### WHAT YOU NEED TO DO
Below are records to be transcribed exactly; any pictures should be left out.

Data excerpts

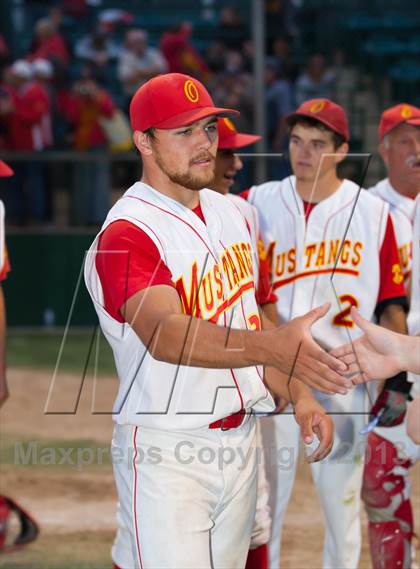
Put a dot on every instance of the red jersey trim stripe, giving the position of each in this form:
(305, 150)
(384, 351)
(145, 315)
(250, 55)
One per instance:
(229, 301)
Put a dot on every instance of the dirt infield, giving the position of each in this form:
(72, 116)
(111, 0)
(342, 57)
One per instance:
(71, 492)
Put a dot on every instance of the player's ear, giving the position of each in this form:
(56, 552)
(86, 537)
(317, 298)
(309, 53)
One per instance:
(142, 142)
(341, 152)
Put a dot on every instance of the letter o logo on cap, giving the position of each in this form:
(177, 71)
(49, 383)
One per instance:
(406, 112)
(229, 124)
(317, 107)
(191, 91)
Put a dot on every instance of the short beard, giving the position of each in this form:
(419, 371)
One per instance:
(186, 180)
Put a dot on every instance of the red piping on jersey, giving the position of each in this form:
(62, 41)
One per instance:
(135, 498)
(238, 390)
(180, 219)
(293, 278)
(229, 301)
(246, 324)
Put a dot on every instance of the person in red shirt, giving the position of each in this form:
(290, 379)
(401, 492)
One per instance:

### RESPONSE
Put a dot on every instance of the red jersey trim stripe, giving the position of each in this form:
(305, 150)
(384, 351)
(145, 315)
(250, 55)
One per instance:
(229, 301)
Put a dot on every instance of the dirt infield, giving the position of each in this form:
(72, 116)
(111, 0)
(342, 57)
One per instance:
(71, 492)
Put a dot on every instance of the player's ear, giving the position of each in this form:
(56, 552)
(86, 537)
(317, 298)
(309, 53)
One per instance:
(142, 142)
(341, 152)
Put a dot on every instance of the letter o logo on cap, giving the position of each in this form:
(177, 71)
(49, 383)
One per instance:
(406, 112)
(229, 124)
(317, 107)
(191, 91)
Put a dot on every instance of the short beard, giving the position of each in this form:
(419, 371)
One per instance:
(186, 180)
Put a dot on every instance of the red piping on jersey, giving the position of each in this form:
(62, 41)
One per instance:
(135, 498)
(238, 390)
(180, 219)
(293, 278)
(229, 301)
(246, 324)
Put a dot on every instance of the person in red shirt, giving the position of each in this form:
(290, 379)
(401, 492)
One per instance:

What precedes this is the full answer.